* **Exercise requirements**:
In the material below, identify each line bearing the word "sleeve". Reproduce those lines.

* **Records**:
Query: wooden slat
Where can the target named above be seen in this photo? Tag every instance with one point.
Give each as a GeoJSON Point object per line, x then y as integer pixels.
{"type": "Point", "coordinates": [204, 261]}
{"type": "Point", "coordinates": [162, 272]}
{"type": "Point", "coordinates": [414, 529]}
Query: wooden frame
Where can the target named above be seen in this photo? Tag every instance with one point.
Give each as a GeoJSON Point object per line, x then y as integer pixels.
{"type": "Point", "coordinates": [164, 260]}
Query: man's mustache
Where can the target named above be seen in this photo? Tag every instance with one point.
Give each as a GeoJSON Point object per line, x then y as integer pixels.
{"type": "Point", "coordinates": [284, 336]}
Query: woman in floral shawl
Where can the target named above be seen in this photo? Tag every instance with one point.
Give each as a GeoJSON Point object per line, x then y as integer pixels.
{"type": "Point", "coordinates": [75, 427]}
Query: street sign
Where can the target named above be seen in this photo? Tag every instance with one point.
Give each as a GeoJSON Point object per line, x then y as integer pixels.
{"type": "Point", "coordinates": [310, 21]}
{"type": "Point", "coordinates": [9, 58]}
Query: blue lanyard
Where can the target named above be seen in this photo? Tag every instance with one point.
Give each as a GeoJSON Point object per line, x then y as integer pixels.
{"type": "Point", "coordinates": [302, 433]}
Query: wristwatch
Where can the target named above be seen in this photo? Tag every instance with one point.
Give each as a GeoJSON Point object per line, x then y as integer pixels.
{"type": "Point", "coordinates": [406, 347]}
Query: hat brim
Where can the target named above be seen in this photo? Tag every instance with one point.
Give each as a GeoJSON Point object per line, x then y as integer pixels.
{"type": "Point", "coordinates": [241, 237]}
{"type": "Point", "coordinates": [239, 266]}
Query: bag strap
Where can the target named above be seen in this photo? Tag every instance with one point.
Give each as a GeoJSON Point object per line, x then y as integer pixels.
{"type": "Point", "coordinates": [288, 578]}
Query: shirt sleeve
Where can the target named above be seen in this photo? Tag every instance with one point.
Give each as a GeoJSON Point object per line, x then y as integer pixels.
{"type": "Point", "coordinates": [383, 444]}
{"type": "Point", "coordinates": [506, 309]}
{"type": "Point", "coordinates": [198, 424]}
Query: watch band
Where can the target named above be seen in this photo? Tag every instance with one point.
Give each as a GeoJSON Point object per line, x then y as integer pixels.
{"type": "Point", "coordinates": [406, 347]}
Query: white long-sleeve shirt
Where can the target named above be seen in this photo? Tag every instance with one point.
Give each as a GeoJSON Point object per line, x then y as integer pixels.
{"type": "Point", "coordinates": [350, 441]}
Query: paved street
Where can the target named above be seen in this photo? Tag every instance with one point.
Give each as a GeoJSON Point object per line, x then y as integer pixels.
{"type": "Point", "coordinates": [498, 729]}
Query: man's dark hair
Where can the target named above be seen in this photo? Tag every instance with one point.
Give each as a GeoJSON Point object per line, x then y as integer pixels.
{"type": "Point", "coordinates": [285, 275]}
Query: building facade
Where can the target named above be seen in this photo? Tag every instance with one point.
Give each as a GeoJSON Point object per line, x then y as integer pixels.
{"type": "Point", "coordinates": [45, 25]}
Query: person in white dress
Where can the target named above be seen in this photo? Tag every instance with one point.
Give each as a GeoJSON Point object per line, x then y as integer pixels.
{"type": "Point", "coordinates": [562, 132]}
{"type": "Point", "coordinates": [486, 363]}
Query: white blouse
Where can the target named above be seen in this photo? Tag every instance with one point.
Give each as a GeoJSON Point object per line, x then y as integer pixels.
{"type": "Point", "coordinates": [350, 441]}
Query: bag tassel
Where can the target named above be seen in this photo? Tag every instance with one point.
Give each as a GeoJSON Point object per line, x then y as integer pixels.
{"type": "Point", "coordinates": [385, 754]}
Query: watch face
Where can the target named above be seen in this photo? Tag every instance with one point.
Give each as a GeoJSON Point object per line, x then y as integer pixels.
==
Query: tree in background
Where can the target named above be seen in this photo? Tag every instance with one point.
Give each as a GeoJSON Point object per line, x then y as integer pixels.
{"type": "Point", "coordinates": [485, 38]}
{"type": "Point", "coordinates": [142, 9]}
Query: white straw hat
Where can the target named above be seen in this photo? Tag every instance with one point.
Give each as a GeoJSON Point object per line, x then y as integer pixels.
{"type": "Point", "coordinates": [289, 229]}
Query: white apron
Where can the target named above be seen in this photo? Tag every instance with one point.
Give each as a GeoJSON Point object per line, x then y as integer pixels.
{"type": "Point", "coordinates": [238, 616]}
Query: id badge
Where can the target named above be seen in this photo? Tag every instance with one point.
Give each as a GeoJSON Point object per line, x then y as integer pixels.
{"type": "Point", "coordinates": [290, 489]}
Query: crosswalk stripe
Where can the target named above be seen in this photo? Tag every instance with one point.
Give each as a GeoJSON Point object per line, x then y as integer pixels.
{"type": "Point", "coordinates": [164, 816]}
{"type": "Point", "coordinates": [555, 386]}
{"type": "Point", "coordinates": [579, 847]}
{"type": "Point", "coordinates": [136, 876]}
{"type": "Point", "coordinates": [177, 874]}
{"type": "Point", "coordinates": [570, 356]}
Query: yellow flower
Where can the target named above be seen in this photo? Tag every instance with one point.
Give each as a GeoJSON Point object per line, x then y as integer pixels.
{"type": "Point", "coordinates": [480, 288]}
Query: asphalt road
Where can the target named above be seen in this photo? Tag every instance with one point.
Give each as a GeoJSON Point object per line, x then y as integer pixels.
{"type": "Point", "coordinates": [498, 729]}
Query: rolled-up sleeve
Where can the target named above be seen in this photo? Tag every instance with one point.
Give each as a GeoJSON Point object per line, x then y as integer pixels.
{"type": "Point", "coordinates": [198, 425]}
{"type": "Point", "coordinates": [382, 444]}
---
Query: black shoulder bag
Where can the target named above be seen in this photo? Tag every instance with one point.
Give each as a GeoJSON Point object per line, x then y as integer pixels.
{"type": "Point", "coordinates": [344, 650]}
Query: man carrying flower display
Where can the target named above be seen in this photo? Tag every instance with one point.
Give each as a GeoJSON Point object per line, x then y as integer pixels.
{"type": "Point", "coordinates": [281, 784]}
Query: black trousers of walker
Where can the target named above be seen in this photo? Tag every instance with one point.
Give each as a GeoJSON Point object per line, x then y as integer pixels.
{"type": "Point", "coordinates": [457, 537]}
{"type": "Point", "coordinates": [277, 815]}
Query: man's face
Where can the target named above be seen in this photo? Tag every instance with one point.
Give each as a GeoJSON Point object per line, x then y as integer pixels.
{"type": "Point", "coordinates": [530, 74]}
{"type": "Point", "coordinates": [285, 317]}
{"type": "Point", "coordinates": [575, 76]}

* **Task answer**:
Query: shirt sleeve
Query: white long-sleeve shirt
Query: rolled-up sleeve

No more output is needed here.